» **Direction**: Substitute "Place a point" for every "Mark a dot" in the data below, and reproduce all lines with nothing else altered.

********************

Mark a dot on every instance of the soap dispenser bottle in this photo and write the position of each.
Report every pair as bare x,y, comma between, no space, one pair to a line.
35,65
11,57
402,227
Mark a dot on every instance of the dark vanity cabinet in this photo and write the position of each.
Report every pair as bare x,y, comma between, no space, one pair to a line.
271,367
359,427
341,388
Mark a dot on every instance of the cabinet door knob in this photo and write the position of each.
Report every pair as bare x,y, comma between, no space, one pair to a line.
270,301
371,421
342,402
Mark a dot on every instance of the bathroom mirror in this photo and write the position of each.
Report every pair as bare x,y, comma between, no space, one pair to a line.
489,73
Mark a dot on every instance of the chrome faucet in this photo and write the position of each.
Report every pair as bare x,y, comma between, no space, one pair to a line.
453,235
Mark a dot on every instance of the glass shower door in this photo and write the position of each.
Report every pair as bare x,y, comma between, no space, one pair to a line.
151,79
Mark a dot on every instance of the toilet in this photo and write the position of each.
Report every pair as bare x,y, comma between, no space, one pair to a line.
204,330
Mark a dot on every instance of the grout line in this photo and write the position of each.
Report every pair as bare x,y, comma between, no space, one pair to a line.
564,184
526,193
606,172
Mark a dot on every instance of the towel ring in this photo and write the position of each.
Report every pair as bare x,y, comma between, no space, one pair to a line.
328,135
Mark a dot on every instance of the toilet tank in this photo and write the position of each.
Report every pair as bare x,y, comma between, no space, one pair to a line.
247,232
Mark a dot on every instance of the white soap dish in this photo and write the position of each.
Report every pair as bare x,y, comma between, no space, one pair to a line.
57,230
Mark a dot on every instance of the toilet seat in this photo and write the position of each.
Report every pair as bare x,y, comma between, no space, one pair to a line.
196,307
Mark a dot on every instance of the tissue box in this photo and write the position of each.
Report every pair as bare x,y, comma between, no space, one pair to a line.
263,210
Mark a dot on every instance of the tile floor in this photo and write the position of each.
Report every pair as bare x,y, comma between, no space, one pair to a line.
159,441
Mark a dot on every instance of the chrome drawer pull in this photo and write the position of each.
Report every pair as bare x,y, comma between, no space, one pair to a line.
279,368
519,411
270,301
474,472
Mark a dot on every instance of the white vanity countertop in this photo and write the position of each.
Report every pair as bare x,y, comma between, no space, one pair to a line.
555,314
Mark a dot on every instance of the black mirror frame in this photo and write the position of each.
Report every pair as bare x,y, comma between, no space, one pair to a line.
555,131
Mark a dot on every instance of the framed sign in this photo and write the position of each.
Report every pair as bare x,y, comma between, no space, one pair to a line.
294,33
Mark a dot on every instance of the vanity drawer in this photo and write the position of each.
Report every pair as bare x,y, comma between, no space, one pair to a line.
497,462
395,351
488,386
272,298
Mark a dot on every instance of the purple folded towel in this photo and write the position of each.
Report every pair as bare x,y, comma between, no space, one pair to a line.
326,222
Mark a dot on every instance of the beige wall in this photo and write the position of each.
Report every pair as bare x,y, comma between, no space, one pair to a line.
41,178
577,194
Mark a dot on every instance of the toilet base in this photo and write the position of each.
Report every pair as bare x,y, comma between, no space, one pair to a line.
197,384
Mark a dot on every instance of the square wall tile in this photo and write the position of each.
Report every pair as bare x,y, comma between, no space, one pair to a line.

********************

» **Right answer**:
Place a point on every instance of the soap dispenser bottle in this photo and write the position of each.
Report every pair as bare x,y, comma between, no space, one pair to a line.
35,65
11,57
402,227
Place a point on every instance of the dark vanity cabinet in this photo and write the position of each.
Report every pair as bare x,y, comma between, no space, one pair to a line.
271,367
359,427
341,388
Place a point on every instance of the cabinet door knob in this photo and write the position of each.
Report every pair as bare x,y, comma between, no space, one pair to a line.
270,301
371,421
342,402
Place a point on every instance of the bathroom mirror in this photo and write the position of each.
Report every pair as bare x,y, comma between, no space, one pair to a line.
489,73
Place a point on every instance of the chrome faucet in this photo and write the position of each.
Report every pair as bare x,y, comma between, no space, one pair to a line.
453,235
Place a point on every instance of the glass shower door in this photo and write the position of each.
Report every pair as bare x,y, comma between, no space, one pair to a line.
151,79
Place a point on every instance of the toilet in this photo and write the position of each.
Report every pair as bare x,y, comma between, no space, one pair to a line.
204,330
Place a point on every instance of the grout line in this photo and write the position of each.
Report every pair as bare x,y, comma between, no space, one pair to a line.
564,184
526,193
606,172
Place a point on every instance of the towel ring in this photo and write the position of each.
Report every pair as bare x,y, comma between, no space, one pair to a line.
328,135
Place a point on every instance of the toilet tank in this photo and write the position of each.
Report every pair as bare x,y, comma between, no space, one pair to a line.
247,232
Place a point on every instance of the white soap dish in this photo and write the position of each.
Report every pair as bare x,y, comma between, no space, one pair to a line.
57,230
Place a point on every instance of the toilet seat in this photo and write the position of each.
Report every pair as bare x,y, comma between, no space, one pair to a line.
196,307
Place a point on every instance of the tissue box in this photo and write the position of each.
Report every pair as bare x,y, comma between, no space, one pair to a line.
263,210
Place a point on every instance of the tile floor in this photo and write the position of each.
Report every pair as bare x,y, comma between, no space, one pair to a line.
159,441
Place a point on every instance of the chrome drawer pull in this photo and write the position of each.
Report every pair as bare x,y, comma between, no space, one pair to a line.
279,368
519,411
270,301
474,472
Place a point on every instance of the white vanity countertop in this photo and write the position of each.
Report every pair as bare x,y, comma between, no space, one pair to a line.
555,314
Place a point on every instance of the black mirror frame in this photo and write the position of each.
Report every pair as bare x,y, comma between, no space, one pair to a line.
555,131
Place a point on every instance of the framed sign in this photo and write the position of each.
Report every pair as bare x,y, comma between, no space, one pair to a line.
294,33
Place a point on every instance of the vanity drawer in this photo and write the position of each.
Report every pair as bare x,y, comma between, no space, one pair to a line.
497,462
395,351
488,386
272,298
Place a point on every instance of the purple folded towel in this photo and write the position of each.
Report every pair as bare x,y, comma between, no space, one pair to a line.
326,222
Place a point on every instance of the beige wall in this photo and write the position of each.
Report every pair as bare x,y, comma between, no space, one pair to a line.
41,178
577,194
Place a point on every instance of the toilet base in this photo and write the position of each.
Report every pair as bare x,y, comma between, no space, one pair to a line.
197,384
Place a point on every instance of the square wall tile in this photo and write the position of each.
Report every pair as bare x,y, comma between, no space, one pair to a line.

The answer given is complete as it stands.